— begin GIVEN RECORDS —

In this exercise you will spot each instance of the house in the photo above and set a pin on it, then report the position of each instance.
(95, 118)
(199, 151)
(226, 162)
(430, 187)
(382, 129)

— end GIVEN RECORDS —

TASK PROMPT: Please extract every row above and copy each one word for word, in its original order.

WRITTEN RESPONSE:
In this exercise you will spot each instance of the house in the photo above and set a pin on it, then report the position of each instance.
(95, 118)
(199, 151)
(226, 162)
(430, 187)
(382, 129)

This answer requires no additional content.